■ Text shown
The Washington Post is publishing a series of lengthy editorials called "Annals of Autocracy." Each installment shows the centrality of "internet regulation" to the world's most oppressive governments. The article that appeared on Friday, focusing on the situation in Myanmar under military rule, was a remarkable piece of reporting as well as an implicit argument for freedom of expression.
In April, the government of Myanmar bombed Pazi Gyi, a village that seemed sympathetic to the resistance to their junta. They killed at least 175 of their own citizens, including at least 40 children. Then they started rounding up people who mentioned or mourned the massacre online. The government set up its own doxing group on Telegram, urging people to turn in dissenters and to give their specific current locations. “He lives on the ground floor of an apartment in front of elementary school, No. 17, 14th Street, 86th Street,” was one response. The Post calls it a "snitch channel," and was able to report a number of specific cases in which posting a black square as an expression of mourning led immediately to arrest. It says about 25,000 people, from pop stars to peasants, have been arrested for political offenses. 20,000 or so are still jailed.
The Myanmar editorial was a follow-up to an important article the Post published in February, which "detailed how young people around the world were imprisoned by authoritarian regimes for merely posting freely on social media." The headline: "They clicked once. Then came the dark prisons." Here the Post managed to portray specific young people from all over the world, places like Iran, Egypt, Belarus, Cuba, Ethiopia, Libya, Morocco, Myanmar, Rwanda, Turkey. The situation is particularly acute in China, where "The Great Firewall" has long set the state of the art in expression repression.
Considering the popularity of internet repression with right-wing autocrats and its disastrous effects on dissent, you'd think that lefties might have some misgivings about controlling social media through government regulation. But everyone from mild Biden liberals to radical socialists wants much more regulation. Or maybe it's not that surprising. Almost anyone would silence their opponents if they could and think they'd done the world a favor. But at least until the moral panic about AI kicked in, every leftist seemed to blame everything that went wrong on social media, more or less just leaving it at that. The Atlantic called Facebook a doomsday machine and the largest autocracy on earth. Hillary Clinton agreed.

■ Exercise 1
In the piece on internet repression, about how many people in Myanmar have been arrested for political offenses?
■ Exercise 2
Write the next part of the piece on internet repression, picking up right after its final sentence.
Nothing in the stored items is needed here.

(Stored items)
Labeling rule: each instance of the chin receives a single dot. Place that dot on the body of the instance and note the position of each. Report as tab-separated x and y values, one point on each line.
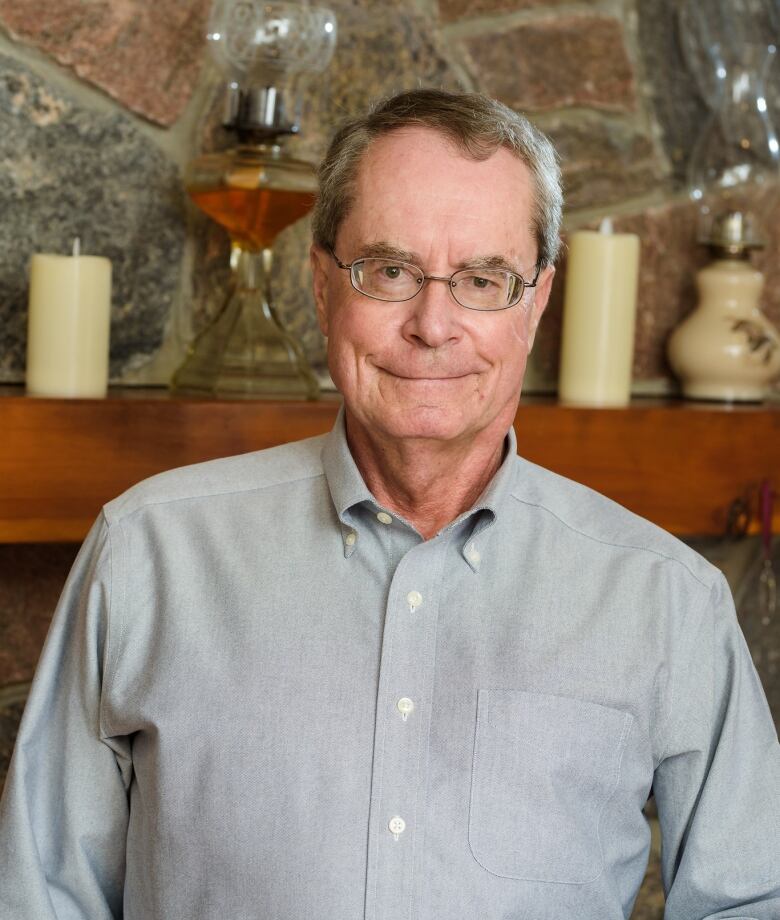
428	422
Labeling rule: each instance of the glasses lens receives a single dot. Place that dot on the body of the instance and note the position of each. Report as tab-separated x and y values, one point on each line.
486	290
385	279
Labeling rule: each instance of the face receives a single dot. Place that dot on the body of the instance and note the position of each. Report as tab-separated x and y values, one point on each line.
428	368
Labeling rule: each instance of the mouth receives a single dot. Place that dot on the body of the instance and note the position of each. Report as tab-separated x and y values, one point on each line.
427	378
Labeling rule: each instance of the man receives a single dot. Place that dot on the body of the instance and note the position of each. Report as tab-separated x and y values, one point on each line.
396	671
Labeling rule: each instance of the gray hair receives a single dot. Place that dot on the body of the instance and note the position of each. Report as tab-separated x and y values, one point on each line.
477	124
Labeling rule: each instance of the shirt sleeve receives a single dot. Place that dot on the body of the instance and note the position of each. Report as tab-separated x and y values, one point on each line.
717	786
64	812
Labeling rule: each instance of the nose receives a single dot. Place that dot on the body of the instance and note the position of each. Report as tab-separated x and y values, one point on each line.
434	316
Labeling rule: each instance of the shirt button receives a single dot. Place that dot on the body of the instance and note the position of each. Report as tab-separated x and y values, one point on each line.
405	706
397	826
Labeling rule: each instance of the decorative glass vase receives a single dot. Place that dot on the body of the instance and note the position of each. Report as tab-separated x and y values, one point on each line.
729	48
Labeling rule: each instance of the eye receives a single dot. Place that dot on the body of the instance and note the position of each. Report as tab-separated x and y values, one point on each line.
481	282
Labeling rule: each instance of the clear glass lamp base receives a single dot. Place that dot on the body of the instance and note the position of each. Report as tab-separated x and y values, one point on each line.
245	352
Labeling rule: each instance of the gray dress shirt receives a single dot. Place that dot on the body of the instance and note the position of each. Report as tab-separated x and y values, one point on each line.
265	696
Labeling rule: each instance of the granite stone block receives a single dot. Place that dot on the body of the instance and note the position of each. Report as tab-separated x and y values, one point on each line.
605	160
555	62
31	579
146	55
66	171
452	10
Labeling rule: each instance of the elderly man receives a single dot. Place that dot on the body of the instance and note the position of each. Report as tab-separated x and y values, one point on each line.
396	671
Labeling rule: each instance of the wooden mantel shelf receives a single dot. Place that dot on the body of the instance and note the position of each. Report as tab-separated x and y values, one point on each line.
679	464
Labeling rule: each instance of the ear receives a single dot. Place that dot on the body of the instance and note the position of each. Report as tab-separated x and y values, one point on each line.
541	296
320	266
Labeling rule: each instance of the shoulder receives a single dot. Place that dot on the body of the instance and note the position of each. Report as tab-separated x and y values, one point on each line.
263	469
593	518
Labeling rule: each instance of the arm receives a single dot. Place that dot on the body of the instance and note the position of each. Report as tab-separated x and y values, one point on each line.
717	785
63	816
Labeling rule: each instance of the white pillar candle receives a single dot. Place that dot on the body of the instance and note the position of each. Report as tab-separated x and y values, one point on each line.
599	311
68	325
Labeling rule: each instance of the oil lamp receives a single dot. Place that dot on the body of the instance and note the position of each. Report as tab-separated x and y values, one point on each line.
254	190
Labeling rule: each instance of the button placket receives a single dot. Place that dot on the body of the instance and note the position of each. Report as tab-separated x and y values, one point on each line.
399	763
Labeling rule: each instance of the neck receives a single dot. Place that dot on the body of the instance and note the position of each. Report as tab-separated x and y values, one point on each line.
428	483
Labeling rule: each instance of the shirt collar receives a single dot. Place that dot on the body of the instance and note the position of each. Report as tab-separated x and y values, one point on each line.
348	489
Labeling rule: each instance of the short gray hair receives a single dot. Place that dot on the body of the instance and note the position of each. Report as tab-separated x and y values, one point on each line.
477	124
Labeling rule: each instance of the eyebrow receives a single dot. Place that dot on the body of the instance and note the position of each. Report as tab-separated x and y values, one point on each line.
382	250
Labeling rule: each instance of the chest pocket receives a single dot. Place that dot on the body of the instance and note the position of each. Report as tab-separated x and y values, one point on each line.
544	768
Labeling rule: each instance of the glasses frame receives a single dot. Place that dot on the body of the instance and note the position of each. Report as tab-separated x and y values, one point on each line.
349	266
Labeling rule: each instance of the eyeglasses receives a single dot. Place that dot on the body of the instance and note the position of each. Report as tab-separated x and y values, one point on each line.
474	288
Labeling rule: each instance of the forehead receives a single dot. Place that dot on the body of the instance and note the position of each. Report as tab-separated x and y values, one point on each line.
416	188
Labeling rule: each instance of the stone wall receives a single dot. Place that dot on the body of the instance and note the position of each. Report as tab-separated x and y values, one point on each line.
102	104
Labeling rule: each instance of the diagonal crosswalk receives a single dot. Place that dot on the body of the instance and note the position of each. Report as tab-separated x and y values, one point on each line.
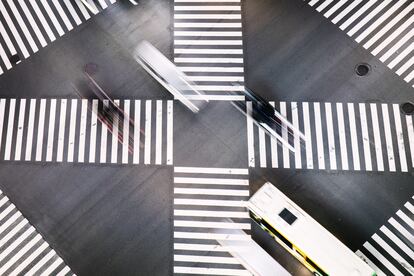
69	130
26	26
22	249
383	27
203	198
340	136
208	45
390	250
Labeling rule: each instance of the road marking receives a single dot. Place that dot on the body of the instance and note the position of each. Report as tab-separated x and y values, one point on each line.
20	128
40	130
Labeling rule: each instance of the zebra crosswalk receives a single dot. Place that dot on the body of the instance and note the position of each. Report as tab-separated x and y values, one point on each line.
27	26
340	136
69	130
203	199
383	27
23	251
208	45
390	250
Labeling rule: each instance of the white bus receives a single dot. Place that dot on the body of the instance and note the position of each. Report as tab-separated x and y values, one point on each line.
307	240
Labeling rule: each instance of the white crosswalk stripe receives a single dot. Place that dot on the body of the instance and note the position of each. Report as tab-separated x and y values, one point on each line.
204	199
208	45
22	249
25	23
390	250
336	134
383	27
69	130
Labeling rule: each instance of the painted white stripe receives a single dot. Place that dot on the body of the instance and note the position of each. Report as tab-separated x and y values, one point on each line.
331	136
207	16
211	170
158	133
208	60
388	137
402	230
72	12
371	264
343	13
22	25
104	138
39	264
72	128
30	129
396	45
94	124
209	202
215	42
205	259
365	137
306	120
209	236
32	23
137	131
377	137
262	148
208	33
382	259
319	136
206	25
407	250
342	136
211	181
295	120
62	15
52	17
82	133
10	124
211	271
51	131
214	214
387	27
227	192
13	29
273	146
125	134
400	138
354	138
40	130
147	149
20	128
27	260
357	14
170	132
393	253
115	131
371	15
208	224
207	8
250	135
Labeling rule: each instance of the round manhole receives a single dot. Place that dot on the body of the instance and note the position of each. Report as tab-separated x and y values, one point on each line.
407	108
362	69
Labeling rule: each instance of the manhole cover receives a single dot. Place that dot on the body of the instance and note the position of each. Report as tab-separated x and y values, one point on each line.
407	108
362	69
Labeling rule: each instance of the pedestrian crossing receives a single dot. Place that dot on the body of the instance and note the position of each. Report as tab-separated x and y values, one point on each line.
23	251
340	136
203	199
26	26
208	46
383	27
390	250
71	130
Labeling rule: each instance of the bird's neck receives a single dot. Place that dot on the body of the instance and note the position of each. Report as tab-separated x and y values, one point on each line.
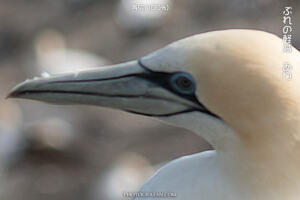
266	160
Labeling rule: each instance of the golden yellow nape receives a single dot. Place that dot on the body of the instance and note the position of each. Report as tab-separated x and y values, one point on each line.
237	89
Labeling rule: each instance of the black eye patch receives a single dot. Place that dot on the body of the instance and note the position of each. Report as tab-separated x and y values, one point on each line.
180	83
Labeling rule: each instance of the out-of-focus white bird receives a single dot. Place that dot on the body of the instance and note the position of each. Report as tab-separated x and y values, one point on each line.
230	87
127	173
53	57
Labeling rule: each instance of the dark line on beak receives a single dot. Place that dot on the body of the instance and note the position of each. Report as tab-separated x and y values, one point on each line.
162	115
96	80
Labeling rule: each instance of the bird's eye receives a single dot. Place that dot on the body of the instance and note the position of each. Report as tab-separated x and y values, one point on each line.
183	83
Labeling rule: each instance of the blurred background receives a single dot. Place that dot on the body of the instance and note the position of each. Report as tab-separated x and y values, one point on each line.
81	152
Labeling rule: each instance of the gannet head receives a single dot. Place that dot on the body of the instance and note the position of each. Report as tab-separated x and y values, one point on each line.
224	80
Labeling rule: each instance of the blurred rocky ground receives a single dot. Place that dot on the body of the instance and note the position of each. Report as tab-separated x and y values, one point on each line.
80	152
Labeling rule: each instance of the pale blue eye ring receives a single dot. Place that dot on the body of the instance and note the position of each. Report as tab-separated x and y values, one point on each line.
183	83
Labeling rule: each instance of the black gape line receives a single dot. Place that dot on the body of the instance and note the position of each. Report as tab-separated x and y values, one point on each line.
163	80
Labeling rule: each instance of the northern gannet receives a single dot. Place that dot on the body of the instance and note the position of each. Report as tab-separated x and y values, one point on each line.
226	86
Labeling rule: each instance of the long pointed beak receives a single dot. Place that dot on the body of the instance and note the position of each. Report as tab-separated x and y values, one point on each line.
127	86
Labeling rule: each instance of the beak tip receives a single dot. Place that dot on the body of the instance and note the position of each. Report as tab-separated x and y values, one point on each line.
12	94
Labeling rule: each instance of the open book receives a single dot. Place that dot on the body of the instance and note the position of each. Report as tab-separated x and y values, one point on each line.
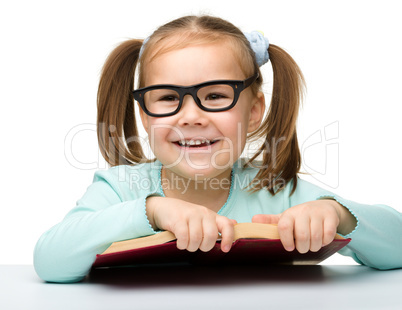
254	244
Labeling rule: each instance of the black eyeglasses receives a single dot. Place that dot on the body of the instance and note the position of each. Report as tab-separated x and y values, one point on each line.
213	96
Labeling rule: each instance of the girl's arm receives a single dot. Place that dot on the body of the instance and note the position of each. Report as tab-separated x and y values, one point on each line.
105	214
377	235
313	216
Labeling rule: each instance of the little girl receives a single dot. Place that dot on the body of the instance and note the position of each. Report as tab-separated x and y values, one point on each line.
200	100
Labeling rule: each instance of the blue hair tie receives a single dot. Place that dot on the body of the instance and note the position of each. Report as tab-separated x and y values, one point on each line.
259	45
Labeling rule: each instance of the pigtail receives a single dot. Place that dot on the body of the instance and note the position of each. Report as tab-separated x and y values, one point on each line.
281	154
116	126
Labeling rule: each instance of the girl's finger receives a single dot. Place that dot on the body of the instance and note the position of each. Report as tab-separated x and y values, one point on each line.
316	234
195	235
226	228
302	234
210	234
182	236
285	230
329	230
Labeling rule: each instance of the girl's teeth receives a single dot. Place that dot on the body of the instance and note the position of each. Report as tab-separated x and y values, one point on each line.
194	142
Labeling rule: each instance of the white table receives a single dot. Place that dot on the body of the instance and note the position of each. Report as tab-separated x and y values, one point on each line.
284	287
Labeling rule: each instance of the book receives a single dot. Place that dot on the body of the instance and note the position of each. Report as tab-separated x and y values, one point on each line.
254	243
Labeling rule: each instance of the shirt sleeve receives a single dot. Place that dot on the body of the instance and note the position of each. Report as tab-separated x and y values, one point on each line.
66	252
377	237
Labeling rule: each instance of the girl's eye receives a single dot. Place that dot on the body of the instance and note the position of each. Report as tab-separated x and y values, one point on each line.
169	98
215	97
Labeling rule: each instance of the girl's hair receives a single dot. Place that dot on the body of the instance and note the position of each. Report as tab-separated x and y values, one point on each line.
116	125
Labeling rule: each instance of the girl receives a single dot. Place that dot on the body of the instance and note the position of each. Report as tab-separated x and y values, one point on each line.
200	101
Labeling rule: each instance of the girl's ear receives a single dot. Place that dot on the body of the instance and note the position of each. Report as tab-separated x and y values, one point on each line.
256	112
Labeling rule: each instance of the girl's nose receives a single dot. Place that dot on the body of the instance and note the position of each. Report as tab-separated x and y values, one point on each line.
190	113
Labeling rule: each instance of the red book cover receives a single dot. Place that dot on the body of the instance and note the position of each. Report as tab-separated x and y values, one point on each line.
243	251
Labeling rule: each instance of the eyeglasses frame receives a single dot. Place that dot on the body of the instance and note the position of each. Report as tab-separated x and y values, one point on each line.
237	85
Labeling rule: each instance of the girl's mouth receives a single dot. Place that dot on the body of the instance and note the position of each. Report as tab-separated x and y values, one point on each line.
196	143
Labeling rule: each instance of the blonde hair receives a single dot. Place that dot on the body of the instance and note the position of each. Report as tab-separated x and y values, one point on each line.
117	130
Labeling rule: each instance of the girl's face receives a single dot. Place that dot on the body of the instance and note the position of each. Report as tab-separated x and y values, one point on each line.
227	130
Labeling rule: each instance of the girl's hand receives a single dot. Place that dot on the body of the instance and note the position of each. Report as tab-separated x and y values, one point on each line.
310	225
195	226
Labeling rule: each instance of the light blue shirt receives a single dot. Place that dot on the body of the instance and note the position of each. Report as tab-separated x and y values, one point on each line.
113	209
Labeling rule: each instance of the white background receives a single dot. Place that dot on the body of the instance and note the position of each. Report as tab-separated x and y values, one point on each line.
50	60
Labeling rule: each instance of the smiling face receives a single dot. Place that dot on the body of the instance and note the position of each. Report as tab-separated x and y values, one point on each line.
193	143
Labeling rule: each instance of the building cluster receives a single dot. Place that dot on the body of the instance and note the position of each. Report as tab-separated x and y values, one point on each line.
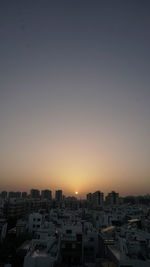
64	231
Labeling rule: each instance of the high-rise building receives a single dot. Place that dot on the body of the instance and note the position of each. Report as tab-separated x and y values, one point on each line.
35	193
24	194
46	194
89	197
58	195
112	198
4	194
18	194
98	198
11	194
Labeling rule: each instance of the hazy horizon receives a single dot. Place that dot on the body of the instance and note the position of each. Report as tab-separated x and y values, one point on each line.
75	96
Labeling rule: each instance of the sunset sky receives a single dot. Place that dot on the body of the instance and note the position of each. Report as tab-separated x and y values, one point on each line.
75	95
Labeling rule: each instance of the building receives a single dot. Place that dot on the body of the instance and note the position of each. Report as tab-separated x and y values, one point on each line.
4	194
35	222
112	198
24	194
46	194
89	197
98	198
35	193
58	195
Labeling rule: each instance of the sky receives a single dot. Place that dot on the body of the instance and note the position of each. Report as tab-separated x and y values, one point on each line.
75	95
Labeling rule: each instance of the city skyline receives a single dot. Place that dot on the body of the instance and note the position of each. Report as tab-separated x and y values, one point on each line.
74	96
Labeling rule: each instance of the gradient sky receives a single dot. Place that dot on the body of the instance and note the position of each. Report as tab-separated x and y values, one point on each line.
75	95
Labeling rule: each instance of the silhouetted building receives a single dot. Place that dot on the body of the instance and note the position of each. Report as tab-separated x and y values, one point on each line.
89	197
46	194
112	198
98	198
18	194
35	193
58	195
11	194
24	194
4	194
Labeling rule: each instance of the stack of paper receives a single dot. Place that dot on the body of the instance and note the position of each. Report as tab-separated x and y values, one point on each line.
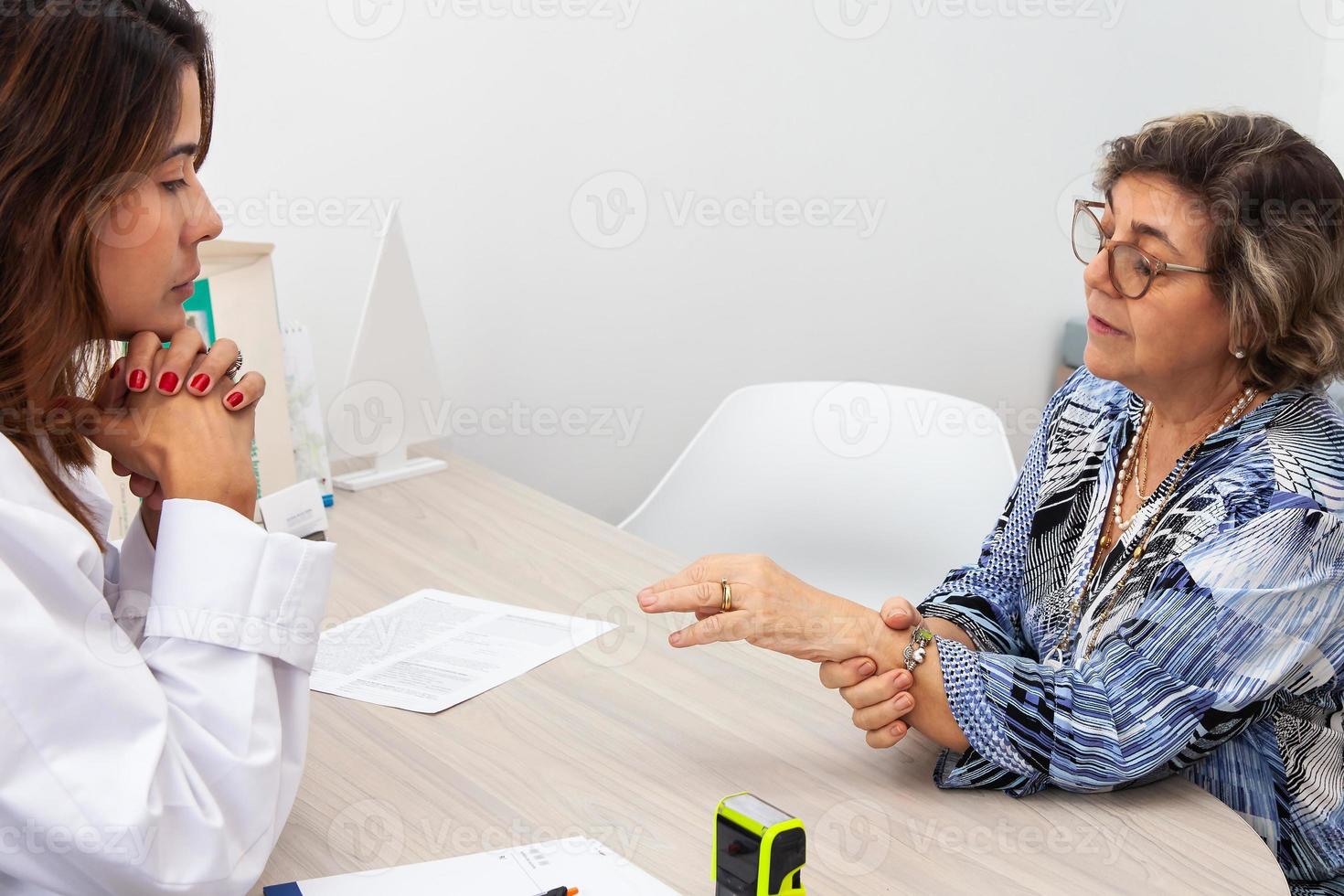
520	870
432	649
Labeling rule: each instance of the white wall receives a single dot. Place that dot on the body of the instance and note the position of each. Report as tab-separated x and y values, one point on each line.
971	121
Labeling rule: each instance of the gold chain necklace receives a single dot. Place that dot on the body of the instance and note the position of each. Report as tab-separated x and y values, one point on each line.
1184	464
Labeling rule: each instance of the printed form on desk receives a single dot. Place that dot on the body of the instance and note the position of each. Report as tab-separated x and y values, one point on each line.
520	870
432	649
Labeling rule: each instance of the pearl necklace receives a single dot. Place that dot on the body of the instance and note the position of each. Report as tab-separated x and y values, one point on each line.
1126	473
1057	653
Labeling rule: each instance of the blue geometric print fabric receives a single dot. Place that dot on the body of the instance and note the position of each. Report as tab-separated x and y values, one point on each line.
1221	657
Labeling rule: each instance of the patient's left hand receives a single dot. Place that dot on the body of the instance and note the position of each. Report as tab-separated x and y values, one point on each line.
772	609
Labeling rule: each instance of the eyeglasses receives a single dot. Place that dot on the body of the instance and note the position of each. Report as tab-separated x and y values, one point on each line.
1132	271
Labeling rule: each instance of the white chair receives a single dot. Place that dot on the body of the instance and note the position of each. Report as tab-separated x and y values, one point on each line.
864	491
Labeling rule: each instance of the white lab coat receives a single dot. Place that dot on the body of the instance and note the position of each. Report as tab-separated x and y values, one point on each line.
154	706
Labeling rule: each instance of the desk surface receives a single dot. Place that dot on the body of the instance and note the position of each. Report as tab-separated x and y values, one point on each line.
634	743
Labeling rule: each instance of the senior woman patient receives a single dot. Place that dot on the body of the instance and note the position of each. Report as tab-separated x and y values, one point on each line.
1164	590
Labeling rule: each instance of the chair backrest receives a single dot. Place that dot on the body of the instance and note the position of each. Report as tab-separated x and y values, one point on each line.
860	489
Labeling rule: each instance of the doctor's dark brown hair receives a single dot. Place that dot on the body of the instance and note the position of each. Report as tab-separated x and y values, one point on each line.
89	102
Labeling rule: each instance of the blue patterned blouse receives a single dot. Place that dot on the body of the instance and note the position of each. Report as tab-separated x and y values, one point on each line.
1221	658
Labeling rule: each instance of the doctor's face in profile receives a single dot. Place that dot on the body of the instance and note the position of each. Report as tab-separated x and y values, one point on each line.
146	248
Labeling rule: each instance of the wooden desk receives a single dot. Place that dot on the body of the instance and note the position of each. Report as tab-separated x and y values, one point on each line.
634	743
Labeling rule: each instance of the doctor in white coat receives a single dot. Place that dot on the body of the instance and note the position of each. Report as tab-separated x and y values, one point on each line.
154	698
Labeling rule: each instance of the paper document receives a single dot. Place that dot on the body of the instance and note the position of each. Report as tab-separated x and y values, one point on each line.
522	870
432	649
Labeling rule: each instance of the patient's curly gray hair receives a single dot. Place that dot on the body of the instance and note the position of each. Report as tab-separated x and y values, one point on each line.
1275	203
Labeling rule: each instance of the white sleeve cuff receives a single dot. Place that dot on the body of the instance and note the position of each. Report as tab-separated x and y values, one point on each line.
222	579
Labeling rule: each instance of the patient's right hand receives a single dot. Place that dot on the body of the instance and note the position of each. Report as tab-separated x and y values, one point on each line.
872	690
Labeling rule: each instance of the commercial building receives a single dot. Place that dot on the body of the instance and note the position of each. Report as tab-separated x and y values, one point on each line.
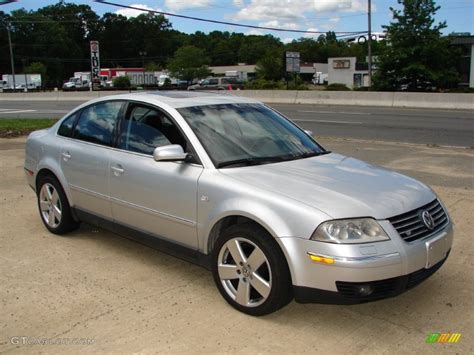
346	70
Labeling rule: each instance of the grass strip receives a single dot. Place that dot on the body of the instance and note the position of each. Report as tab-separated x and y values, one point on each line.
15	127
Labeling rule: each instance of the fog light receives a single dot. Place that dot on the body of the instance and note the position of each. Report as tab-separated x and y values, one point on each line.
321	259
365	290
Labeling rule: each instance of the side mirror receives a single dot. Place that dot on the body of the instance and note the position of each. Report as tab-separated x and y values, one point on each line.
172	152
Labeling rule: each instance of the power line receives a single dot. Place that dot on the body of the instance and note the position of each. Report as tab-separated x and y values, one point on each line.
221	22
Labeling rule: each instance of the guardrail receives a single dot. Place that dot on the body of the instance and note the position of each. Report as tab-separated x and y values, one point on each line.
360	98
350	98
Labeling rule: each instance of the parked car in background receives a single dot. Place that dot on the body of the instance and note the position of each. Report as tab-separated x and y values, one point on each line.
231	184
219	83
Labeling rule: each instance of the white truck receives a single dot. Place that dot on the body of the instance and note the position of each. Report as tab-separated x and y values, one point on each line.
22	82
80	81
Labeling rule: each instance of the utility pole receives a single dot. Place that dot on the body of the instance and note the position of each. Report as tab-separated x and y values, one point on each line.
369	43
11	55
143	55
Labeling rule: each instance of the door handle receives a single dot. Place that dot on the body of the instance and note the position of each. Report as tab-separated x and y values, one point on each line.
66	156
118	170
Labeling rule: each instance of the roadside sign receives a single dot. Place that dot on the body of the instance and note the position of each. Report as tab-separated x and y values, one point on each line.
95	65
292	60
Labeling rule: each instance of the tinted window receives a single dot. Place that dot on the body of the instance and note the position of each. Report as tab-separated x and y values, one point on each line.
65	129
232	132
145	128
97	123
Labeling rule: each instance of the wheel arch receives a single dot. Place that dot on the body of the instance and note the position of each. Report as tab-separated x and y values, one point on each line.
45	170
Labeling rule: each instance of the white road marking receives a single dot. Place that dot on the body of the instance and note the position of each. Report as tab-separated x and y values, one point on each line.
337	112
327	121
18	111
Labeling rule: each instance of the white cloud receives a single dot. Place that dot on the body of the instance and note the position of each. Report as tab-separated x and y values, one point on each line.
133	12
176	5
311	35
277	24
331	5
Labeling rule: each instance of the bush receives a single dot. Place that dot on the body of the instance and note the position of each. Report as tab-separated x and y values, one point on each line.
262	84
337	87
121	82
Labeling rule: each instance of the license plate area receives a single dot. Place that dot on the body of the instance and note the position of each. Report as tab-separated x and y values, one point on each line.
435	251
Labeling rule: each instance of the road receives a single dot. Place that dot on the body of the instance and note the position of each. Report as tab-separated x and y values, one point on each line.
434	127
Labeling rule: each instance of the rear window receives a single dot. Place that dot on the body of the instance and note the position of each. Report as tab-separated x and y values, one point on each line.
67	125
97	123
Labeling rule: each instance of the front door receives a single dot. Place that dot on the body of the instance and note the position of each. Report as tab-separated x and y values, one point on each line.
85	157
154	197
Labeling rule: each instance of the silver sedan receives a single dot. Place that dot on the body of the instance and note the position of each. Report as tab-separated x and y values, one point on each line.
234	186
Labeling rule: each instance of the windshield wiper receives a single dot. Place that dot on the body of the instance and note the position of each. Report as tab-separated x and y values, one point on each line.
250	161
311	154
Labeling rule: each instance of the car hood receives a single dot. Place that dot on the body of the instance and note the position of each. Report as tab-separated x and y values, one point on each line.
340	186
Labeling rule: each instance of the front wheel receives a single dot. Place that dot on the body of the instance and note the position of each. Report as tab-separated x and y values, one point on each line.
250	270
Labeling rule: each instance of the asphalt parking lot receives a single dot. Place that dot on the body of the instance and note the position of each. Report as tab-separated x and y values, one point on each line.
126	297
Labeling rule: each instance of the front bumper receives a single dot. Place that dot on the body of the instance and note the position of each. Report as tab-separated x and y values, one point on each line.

■ Answer box 1
About 25,000 people.

■ Answer box 2
Wrong: Belarus, Egypt, and China are autocracies. Facebook is a communication platform. I can't imagine how you got this confused, but I know that, in your confusion, you’re an enemy of human freedom.
We should keep these situations in mind as we ponder the court order issued July 4, barring Biden administration officials from "meeting with social media companies for the purpose of urging, encouraging, pressuring, or inducing in any manner the removal, deletion, suppression, or reduction of content containing protected free speech posted on social-media platforms." The First Amendment is one of the few things still standing between us and the junta, and Judge Doughty's order is a relatively straightforward application.
The Biden administration's health officials largely succeeded, for example, in keeping the “lab leak” account of Covid's origins suppressed. They held that as misinformation. Perhaps some ofthe people and agencies urging the speech suppression, including Anthony Fauci, also contributed to funding gain-of-function research on coronaviruses.
Another example cited by Judge Doughty: “The FBI… likely misled social media companies into believing the Hunter Biden laptop story was Russian disinformation, which resulted in suppression of the story a few weeks prior to the 2020 presidential election.” This is a beautifully clear example in which apparently neutral internet regulation was applied directly to staving off personal and political problems for the leader himself.
These aren’t the same as arresting dissenters for black squares. But they show the extreme problems with government control of the internet. Governments are people too, if they’re not bots. They have their self-interest, their publicity strategies, ideological or other sorts of belief distortions. Give the Biden administration control over Instagram, and it’s very likely to effectively prohibit criticism of the President's family.
The New York Times' article on the court order (which has since been stayed) stands out as one of the most slanted news stories ever to appear in that paper, describing it in the first sentence as “a ruling that could curtail efforts to combat false and misleading narratives about the coronavirus pandemic and other issues." They slam their opponents (in a news story) in the way the Times does: experts say there's no first amendment issue. Sometimes, it's hard to tell the experts from the comedians.
It may strike you, liberal person, that this is really an emergency and we need to stop the spread of right-wing hatred and lies. Think about this. Obviously, the executive branch has been consulting with social media companies, in order to effectively achieve prior restraint on content. You appreciate this, because you think this particular sort of content ("right-wing conspiracy theories," say) should be suppressed.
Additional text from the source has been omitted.